Im trying to parse a single of a csv file. Curently it is done with some online regex webpage but in the end it has to be implemented in c#. (as reaction of some question in the comments)
I read a lot of other articels here on SO to figure it out by myself, but im stuck in solving it.
My test line for my RegExp looks like this (UPDATE: quotes escaped inside of quoted-strings):
;;"test123;weiterer Text";;"Test mit " Zeichen im Spaltenwert";nächste Spalte mit " Begrenzungszeichen;"4711";irgendwas 123,4;1222;"foo"test"
;;"test123;weiterer Text";;"Test mit "" Zeichen im Spaltenwert";nächste Spalte mit "" Begrenzungszeichen;"4711";irgendwas 123,4;1222;"foo""test"
- ; is the delimiter
- " is the sign for quoted columns
Problem:
- the line may contain empty columns (semicolon followed by semicolon without any text)
- quoted strings may contain the quote sign, like here "Test mit " Zeichen im Spaltenwert"

_Data lines_.
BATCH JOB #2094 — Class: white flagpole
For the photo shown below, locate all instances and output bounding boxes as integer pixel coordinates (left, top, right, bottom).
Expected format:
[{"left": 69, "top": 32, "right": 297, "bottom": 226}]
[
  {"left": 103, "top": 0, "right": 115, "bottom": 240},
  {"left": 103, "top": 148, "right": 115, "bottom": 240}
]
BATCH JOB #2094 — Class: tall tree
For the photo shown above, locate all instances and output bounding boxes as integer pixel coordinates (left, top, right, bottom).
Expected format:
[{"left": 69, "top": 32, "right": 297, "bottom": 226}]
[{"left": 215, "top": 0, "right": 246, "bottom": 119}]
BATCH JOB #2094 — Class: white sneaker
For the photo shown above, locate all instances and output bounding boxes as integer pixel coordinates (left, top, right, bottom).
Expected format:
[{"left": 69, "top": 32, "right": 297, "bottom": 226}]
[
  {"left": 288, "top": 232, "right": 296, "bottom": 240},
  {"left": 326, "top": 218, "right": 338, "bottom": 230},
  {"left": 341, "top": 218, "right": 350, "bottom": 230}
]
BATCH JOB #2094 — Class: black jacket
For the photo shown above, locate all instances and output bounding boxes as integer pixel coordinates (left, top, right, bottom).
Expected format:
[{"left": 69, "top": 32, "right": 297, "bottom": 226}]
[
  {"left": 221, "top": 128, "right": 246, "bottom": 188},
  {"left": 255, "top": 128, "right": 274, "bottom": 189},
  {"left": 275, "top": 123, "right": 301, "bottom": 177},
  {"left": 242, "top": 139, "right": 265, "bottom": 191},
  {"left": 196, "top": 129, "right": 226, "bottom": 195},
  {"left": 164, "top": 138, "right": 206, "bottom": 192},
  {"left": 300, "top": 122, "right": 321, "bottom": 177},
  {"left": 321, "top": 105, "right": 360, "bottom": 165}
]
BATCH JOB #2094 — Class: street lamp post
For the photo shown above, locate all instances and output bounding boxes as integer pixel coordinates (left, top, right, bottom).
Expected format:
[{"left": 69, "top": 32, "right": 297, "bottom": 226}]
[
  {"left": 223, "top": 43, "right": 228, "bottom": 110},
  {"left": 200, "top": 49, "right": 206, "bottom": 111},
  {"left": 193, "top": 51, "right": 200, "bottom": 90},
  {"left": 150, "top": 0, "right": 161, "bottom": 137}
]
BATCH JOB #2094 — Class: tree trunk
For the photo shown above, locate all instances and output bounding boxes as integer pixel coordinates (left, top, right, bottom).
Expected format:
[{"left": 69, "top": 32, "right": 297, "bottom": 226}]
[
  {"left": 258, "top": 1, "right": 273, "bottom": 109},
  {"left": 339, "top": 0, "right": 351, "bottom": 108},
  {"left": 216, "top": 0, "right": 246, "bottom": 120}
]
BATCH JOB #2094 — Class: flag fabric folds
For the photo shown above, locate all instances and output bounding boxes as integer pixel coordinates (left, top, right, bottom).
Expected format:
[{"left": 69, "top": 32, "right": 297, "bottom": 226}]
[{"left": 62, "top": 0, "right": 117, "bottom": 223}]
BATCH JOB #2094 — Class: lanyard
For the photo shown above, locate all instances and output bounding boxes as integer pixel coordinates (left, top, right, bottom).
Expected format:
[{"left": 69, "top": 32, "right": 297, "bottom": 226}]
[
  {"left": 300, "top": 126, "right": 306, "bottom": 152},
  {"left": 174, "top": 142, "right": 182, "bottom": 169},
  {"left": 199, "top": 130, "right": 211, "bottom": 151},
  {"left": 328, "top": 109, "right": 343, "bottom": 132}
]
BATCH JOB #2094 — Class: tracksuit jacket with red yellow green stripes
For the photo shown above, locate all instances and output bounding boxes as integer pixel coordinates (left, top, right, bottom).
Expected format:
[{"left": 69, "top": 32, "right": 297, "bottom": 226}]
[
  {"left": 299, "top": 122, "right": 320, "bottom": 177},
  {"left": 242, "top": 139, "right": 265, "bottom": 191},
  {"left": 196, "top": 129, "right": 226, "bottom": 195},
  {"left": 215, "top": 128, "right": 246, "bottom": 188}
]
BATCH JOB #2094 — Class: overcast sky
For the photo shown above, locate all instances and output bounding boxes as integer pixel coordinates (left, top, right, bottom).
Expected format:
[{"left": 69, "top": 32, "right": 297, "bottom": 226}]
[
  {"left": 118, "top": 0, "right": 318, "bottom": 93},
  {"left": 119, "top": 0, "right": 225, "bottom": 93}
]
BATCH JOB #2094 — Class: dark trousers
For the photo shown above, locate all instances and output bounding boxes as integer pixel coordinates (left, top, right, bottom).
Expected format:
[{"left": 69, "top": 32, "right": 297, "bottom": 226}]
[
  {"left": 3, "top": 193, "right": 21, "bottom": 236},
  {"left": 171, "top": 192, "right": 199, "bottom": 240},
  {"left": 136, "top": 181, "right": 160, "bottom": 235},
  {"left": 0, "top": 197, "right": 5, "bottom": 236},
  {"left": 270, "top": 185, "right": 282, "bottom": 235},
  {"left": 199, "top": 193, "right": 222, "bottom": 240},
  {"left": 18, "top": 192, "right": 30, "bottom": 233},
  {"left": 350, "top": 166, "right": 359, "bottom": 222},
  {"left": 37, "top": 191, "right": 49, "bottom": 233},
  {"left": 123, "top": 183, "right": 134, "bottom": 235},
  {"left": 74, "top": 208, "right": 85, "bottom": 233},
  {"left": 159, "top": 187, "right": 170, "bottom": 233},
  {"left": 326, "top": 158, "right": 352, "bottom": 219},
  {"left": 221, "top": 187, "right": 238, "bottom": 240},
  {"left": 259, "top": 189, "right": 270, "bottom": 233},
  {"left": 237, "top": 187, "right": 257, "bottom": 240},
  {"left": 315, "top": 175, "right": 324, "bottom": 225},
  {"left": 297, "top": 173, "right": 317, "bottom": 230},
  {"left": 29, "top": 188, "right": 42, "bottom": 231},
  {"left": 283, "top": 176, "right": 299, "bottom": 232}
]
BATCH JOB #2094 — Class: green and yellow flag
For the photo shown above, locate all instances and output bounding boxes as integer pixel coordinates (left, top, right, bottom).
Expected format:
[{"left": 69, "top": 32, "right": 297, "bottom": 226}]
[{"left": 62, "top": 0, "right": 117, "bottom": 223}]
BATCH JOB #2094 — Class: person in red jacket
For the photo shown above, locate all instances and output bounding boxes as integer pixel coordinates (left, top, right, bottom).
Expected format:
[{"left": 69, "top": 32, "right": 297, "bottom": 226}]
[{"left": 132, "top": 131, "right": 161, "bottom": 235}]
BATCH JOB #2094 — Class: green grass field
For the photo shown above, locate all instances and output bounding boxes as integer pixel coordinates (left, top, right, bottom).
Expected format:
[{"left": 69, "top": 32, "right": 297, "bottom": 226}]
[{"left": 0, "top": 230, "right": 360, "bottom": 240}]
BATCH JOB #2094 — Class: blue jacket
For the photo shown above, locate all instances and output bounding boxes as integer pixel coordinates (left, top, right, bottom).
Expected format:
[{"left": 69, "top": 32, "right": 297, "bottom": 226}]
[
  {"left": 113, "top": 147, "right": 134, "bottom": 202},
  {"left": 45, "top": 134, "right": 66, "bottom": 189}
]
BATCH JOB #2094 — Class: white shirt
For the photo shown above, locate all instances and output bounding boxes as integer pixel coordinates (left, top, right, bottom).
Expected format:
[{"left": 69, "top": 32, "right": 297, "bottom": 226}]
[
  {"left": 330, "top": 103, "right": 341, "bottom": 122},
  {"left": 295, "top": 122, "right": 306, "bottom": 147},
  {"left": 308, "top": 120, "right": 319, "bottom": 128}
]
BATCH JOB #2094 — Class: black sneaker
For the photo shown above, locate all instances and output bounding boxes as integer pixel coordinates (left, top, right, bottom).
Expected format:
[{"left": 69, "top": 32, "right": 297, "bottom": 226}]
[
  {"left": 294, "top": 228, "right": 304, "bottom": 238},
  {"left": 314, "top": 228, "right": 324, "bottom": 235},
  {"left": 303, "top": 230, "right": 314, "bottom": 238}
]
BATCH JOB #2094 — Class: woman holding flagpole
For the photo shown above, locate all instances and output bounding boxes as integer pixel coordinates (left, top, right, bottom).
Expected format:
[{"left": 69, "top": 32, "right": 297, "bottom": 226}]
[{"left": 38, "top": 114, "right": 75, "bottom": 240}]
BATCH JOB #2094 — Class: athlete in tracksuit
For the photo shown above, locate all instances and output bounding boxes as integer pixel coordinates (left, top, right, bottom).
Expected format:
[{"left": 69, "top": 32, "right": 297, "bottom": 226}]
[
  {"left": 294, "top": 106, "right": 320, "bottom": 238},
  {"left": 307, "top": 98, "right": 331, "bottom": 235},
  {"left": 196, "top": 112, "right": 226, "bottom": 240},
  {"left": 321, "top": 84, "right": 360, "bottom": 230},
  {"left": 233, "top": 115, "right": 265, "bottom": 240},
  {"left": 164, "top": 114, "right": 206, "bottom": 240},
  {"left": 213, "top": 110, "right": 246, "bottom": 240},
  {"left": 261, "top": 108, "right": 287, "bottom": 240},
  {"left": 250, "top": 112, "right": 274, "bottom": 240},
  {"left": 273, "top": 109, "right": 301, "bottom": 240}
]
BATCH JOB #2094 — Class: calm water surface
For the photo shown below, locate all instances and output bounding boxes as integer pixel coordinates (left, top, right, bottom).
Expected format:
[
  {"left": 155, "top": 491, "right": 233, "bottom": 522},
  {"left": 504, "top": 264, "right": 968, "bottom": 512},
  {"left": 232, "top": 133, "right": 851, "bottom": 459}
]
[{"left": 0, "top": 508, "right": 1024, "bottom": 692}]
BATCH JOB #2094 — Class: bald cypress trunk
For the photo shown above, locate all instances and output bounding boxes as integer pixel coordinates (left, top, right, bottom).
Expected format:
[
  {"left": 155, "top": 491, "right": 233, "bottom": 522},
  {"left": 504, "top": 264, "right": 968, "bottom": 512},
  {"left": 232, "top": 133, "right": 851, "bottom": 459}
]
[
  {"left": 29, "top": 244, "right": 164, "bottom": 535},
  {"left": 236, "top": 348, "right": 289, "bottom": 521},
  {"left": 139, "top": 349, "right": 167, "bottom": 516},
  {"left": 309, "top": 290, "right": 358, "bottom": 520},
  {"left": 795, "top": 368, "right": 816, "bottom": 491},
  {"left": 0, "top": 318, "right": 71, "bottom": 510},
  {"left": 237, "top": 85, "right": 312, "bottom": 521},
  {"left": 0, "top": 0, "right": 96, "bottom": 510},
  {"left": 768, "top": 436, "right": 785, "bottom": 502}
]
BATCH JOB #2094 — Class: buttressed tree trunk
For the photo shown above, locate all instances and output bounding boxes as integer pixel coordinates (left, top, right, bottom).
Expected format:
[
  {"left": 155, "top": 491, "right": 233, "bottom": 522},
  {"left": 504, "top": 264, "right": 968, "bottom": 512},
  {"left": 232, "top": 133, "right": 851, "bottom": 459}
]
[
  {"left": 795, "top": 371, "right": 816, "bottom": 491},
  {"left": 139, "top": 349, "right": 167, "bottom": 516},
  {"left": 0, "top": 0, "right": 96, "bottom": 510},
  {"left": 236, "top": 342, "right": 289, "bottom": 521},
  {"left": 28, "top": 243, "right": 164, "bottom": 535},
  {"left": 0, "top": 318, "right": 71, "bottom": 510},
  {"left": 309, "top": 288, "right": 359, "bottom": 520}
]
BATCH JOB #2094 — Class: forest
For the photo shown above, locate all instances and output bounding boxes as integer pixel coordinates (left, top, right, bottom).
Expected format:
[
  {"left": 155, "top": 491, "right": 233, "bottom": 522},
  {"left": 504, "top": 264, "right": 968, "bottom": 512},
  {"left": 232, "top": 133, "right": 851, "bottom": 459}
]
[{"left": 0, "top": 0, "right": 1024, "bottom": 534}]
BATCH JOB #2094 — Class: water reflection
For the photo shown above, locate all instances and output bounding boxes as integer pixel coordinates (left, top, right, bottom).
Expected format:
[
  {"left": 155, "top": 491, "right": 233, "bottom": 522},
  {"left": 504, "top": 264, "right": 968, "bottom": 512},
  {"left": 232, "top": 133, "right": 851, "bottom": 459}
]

_Your tasks_.
1/ From the CSV parsing question, list every line that begins with a dash.
2/ Extend the CSV parsing question, starting right after its last line.

_Results by task_.
1/
- ; is the delimiter
- " is the sign for quoted columns
- the line may contain empty columns (semicolon followed by semicolon without any text)
- quoted strings may contain the quote sign, like here "Test mit " Zeichen im Spaltenwert"

2/
- the column delimiter may occure also in quoted strings, like here: "test123;weiterer Text"
What i have done so far with several googling and my limited understanding of regular expressions is this expression
(?<=^|;)(\".\"|[^;]*)|[^;]+
This gives following result
[0] =>
[1] =>
[2] => "test123
[3] => weiterer Text"
[4] =>
[5] => "Test mit " Zeichen im Spaltenwert"
[6] => nächste Spalte mit " Begrenzungszeichen
[7] => "4711"
[8] => irgendwas 123,4
[9] => 1222
[10] => "foo"test"
Tested with https://www.myregextester.com/
The problem i have now is at the elements 2 and 3. This text
"test123;weiterer Text"
has to be one column but gets splited at the semicolon inside of the quoted string, although i thought i told the expression to match everysthing inside of quotation marks.
Any help here is highly appreciated. Thanks in advance.